» WHAT IS NEEDED
Copy out the stretch of records from the line containing "I'd appreciate your help finding the teeth" through the line containing "[98,169,128,177]", both included, keeping every character unchanged, and nothing else.

» RECORDS SUPPLIED
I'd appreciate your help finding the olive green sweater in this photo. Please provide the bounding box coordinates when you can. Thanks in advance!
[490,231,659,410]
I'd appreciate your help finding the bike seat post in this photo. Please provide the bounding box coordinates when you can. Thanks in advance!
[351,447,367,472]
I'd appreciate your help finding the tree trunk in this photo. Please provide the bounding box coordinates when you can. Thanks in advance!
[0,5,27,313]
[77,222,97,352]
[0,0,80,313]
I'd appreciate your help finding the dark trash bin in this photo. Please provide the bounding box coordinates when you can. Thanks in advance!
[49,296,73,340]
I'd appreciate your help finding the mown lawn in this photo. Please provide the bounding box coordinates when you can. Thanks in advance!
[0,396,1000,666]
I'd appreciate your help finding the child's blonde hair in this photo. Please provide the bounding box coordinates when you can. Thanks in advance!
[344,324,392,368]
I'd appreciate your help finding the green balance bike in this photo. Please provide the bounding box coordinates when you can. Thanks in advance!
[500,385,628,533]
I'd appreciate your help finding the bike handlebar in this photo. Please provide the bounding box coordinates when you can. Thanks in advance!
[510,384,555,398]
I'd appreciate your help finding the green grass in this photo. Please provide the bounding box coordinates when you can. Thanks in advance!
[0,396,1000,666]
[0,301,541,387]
--
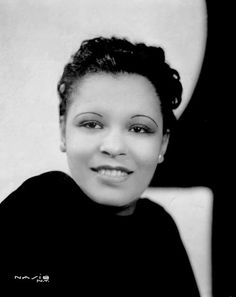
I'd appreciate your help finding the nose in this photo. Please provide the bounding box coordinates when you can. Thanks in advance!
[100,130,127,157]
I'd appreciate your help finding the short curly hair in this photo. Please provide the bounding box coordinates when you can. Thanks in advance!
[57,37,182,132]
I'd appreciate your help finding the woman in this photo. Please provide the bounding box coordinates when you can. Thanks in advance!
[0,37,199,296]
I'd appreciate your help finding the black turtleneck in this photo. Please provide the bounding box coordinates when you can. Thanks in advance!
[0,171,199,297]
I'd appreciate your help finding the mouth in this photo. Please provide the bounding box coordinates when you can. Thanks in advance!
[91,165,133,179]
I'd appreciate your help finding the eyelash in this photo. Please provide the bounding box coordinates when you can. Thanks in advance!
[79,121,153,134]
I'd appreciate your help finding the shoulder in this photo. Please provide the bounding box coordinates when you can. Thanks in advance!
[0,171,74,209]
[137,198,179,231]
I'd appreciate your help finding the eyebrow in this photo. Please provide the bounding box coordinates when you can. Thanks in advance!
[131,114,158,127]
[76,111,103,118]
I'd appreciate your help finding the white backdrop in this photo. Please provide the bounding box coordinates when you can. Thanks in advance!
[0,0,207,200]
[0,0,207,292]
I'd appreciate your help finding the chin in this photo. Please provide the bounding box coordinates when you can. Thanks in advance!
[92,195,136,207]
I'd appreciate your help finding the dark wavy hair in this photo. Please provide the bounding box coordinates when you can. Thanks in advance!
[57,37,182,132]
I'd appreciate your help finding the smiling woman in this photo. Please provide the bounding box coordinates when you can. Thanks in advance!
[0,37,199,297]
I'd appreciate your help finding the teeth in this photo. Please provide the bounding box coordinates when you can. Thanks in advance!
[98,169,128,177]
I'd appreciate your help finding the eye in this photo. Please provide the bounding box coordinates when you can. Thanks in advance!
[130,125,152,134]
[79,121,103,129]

» TASK SOLUTION
I'd appreciate your help finding the teeth in this photo. Please provide the bounding box coordinates when you can. Thanks in advance!
[98,169,128,177]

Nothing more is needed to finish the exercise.